(Records excerpted from a collection)
————

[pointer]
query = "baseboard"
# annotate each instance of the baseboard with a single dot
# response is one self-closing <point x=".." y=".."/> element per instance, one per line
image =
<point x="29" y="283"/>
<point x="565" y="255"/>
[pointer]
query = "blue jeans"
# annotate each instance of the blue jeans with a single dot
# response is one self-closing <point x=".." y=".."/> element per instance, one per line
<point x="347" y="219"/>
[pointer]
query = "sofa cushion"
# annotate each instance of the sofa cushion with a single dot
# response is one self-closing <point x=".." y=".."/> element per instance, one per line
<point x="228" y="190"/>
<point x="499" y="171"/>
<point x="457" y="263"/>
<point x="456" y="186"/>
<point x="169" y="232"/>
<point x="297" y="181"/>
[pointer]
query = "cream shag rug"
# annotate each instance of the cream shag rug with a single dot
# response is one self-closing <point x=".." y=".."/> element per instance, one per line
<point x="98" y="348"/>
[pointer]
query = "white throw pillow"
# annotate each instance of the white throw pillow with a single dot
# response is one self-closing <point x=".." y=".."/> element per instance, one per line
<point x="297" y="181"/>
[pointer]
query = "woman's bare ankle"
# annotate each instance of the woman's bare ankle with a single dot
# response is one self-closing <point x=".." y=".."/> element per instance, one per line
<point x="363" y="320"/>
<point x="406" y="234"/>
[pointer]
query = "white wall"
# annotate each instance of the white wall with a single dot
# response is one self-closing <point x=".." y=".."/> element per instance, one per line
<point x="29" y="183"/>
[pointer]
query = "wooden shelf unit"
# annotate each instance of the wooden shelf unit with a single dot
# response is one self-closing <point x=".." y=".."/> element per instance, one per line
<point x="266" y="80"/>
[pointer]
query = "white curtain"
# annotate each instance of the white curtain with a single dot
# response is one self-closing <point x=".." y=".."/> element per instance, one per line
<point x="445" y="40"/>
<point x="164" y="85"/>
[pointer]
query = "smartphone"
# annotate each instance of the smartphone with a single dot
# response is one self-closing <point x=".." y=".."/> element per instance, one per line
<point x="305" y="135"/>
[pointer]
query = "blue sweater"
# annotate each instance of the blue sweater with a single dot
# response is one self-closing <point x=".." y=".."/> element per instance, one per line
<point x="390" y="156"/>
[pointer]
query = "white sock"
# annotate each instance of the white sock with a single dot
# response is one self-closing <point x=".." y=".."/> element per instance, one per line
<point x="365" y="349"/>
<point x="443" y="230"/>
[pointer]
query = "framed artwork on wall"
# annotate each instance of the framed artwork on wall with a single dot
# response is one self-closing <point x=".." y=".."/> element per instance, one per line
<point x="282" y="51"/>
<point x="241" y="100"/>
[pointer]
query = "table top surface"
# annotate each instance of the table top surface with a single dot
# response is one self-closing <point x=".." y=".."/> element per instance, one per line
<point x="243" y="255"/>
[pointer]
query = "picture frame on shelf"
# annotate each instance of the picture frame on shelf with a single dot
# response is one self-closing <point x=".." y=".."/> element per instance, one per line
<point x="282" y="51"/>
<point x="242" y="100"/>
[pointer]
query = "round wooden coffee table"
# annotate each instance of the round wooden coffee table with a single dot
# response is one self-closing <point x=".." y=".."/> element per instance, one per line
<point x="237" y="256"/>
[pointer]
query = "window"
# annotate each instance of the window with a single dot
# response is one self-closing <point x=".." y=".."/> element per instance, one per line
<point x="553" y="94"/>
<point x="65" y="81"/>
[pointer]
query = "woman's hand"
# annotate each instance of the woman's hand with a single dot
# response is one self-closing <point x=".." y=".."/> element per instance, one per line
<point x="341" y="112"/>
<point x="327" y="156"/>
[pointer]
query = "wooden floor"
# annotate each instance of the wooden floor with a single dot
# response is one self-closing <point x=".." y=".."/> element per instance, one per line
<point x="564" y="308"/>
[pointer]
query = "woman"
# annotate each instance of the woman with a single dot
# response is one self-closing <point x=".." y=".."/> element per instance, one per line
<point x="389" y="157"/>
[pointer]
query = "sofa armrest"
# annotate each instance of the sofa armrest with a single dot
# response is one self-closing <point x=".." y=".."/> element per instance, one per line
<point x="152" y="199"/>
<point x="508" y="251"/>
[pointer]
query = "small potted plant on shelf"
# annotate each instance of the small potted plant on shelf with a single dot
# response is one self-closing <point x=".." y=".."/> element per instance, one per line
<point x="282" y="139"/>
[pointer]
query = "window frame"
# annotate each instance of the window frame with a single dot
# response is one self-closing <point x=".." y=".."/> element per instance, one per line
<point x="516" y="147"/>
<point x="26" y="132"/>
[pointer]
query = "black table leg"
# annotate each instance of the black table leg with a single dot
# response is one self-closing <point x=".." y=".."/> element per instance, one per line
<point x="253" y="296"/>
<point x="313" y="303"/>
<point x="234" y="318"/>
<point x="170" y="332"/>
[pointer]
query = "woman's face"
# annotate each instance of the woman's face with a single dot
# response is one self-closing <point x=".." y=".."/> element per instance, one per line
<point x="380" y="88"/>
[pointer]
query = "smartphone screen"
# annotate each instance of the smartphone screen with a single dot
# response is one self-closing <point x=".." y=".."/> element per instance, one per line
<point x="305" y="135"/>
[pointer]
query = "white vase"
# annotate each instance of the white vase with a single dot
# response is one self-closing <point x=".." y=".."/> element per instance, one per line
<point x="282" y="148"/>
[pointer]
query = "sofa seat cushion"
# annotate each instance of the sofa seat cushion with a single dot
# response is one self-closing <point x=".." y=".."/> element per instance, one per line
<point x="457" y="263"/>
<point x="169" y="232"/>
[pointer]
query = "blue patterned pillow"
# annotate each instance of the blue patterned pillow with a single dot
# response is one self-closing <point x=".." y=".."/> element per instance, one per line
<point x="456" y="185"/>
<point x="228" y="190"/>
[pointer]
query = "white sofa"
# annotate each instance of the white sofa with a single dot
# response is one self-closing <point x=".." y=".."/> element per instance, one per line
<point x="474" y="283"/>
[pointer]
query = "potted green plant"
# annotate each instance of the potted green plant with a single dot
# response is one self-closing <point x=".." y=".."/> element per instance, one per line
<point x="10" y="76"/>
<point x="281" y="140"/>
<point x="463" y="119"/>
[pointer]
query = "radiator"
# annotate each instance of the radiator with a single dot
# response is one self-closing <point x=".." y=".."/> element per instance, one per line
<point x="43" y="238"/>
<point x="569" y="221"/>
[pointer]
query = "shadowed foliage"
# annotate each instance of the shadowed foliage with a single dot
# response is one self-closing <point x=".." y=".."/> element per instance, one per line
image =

————

**Problem**. Search the data above for the word "screen" and show every line that has it.

**Solution for this task**.
query = "smartphone screen"
# annotate each instance of the smartphone screen with a single dot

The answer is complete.